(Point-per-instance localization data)
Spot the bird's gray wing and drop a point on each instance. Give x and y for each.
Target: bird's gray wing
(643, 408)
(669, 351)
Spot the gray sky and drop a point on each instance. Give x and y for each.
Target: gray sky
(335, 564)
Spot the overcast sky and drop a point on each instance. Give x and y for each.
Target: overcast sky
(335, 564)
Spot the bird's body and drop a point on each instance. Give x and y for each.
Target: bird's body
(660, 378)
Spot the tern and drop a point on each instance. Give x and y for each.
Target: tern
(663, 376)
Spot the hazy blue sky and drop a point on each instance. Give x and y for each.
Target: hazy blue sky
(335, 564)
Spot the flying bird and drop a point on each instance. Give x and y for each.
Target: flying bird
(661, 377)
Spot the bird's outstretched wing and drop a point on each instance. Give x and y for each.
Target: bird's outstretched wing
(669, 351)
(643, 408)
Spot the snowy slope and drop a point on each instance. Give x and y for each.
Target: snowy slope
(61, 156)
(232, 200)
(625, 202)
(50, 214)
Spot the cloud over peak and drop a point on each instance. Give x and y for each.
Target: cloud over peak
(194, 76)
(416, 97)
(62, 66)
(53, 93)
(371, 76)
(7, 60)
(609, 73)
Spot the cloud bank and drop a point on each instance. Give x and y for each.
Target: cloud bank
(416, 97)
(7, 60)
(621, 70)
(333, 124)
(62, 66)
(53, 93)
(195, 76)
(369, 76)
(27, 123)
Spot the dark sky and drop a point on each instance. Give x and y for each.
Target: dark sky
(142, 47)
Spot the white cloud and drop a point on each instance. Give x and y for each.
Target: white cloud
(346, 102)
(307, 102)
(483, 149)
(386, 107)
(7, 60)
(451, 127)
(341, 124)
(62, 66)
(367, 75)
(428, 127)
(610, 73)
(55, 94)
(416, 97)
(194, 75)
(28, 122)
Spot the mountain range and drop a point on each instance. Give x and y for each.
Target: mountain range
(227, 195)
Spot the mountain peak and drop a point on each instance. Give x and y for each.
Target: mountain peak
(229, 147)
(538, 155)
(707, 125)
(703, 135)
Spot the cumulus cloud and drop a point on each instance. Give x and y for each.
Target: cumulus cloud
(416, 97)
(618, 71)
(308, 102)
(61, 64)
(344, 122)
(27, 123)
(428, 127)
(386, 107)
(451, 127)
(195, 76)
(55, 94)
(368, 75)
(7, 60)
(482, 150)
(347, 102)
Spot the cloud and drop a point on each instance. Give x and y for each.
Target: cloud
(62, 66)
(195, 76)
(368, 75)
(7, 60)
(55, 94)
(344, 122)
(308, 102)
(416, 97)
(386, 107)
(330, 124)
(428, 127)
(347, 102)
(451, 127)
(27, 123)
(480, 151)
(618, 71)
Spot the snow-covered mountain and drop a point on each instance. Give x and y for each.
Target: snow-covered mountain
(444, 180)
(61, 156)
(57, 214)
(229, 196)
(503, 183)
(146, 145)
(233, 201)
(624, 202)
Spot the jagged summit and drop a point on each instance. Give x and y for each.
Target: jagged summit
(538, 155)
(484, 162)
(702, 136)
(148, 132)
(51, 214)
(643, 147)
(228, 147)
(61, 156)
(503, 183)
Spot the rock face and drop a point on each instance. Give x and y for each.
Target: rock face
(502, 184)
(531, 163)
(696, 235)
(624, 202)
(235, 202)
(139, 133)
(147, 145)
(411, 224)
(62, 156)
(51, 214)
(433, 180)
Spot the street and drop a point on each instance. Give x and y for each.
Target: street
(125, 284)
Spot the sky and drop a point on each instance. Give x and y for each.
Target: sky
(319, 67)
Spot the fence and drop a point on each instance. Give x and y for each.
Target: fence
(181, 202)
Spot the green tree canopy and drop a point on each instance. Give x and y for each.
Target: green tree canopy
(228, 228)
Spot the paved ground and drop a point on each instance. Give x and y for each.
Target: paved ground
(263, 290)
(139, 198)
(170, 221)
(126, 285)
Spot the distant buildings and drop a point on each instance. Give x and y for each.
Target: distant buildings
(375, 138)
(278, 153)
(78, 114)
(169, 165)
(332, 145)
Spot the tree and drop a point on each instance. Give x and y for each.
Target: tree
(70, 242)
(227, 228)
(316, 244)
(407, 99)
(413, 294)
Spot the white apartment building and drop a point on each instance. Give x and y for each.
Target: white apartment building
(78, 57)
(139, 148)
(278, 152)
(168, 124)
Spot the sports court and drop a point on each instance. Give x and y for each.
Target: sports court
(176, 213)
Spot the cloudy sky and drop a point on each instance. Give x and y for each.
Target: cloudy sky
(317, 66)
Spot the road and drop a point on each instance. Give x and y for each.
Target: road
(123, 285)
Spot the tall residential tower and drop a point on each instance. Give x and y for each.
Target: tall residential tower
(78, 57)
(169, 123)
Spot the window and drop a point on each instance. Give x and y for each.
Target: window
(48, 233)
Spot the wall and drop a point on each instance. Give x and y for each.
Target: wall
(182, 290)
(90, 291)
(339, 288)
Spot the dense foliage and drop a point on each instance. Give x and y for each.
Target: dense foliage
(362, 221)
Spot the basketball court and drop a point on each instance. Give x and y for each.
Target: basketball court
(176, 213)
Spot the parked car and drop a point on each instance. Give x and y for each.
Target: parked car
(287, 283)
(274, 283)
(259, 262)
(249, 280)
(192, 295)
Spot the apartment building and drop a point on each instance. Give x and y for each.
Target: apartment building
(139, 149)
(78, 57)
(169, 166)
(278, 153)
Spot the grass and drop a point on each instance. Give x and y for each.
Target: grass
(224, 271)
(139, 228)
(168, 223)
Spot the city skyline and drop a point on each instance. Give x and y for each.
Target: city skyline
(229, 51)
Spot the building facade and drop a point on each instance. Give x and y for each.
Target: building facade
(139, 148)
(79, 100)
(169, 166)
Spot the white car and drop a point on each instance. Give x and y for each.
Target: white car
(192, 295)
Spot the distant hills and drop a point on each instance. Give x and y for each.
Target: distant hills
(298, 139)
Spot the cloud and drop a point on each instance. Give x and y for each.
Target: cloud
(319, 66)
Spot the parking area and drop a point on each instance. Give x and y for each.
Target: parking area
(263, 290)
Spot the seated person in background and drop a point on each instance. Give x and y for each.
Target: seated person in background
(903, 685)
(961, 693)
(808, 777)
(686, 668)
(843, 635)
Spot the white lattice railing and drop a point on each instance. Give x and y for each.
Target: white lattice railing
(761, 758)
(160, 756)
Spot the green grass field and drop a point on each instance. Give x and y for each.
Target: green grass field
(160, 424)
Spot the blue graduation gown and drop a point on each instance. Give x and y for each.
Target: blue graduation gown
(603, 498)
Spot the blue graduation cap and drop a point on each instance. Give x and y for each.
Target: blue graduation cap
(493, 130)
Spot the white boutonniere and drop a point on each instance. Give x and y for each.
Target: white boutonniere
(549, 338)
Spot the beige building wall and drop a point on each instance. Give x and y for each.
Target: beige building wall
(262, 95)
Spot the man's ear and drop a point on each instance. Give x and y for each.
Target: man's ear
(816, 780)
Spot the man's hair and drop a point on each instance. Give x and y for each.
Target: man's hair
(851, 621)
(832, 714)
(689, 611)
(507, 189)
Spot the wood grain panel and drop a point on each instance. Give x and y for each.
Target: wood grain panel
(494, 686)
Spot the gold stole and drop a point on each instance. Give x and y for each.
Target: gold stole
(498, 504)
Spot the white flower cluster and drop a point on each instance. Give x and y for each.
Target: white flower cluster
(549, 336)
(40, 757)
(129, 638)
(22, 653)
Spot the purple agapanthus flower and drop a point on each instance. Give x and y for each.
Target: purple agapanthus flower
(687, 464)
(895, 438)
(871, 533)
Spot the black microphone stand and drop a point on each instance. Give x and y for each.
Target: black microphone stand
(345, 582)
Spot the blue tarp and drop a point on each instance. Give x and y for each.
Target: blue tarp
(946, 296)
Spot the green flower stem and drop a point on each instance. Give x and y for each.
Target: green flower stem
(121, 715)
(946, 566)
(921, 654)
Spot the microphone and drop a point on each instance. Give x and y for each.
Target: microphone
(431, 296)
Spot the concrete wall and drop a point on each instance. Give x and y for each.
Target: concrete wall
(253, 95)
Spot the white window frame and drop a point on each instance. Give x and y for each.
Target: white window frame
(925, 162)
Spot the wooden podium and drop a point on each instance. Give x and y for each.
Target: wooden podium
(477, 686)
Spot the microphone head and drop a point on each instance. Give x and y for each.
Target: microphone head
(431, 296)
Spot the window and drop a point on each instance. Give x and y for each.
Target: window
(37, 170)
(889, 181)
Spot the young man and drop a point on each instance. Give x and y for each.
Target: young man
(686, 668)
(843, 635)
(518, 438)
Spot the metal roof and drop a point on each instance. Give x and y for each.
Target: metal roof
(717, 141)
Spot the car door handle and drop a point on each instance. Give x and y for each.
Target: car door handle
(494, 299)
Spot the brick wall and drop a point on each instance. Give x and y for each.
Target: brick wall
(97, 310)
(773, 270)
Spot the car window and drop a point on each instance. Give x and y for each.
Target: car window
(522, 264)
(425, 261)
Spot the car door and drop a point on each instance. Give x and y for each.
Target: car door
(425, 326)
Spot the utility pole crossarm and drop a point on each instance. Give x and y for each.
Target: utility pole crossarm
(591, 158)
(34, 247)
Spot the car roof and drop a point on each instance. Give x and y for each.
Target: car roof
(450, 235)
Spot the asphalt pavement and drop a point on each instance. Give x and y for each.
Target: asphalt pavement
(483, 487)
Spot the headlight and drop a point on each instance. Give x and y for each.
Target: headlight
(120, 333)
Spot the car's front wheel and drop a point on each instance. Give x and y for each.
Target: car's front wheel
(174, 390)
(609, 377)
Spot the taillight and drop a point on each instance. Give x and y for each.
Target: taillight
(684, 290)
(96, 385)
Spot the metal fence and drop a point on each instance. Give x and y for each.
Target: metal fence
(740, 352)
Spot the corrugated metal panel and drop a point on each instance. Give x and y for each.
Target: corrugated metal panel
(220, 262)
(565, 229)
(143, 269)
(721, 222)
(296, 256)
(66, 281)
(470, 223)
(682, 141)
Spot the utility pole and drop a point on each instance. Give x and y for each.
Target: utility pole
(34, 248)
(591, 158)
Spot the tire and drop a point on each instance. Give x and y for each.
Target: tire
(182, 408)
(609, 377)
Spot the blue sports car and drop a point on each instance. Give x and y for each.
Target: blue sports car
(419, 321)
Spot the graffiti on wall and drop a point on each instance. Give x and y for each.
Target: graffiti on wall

* _What you are asked to do_
Would you please copy the lines above, from the one holding "Spot the brick" through the last, and nothing else?

* _The completed task_
Spot the brick wall and drop a point on each instance. Give x and y for each.
Target: brick wall
(97, 310)
(773, 270)
Spot the car window and drop a point on each instance. Give x and y for each.
Target: car window
(522, 264)
(425, 261)
Spot the car door and drop a point on each instance. Give x and y for each.
Target: car door
(425, 326)
Spot the utility pole crossarm and drop a point on each instance. Give x and y for each.
Target: utility pole crossarm
(591, 158)
(34, 247)
Spot the car roof and drop a point on each instance. Give x and y for each.
Target: car roof
(450, 235)
Spot the asphalt pavement and drop a point on each instance. Give x and y for each.
Target: asphalt pavement
(483, 487)
Spot the headlight and drop a point on each instance. Give x and y for each.
Target: headlight
(120, 333)
Spot the car's front wheel and drop a point on each instance. Give x and y for each.
Target: car's front wheel
(174, 390)
(609, 377)
Spot the taillight and drop a point on each instance. Give x and y for each.
Target: taillight
(684, 290)
(96, 385)
Spot the metal fence and drop a point on each instance. Give x and y for each.
Target: metal fence
(740, 352)
Spot the corrugated metal panel and drop a point on each instance. Give x and y for each.
Target: corrugated metal panel
(220, 262)
(565, 229)
(143, 269)
(721, 222)
(296, 256)
(66, 281)
(470, 223)
(682, 141)
Spot the utility pole and drop a point on each instance. Give x and y for each.
Target: utility pole
(34, 248)
(591, 158)
Spot the tire and drop a point on each instance. Give x and y for each.
Target: tire
(182, 408)
(609, 377)
Spot the blue sports car and drop a point on each instance. Give x and y for each.
Target: blue sports car
(419, 321)
Spot the graffiti on wall and drop a point on each instance. Give x and y for each.
Target: graffiti on wall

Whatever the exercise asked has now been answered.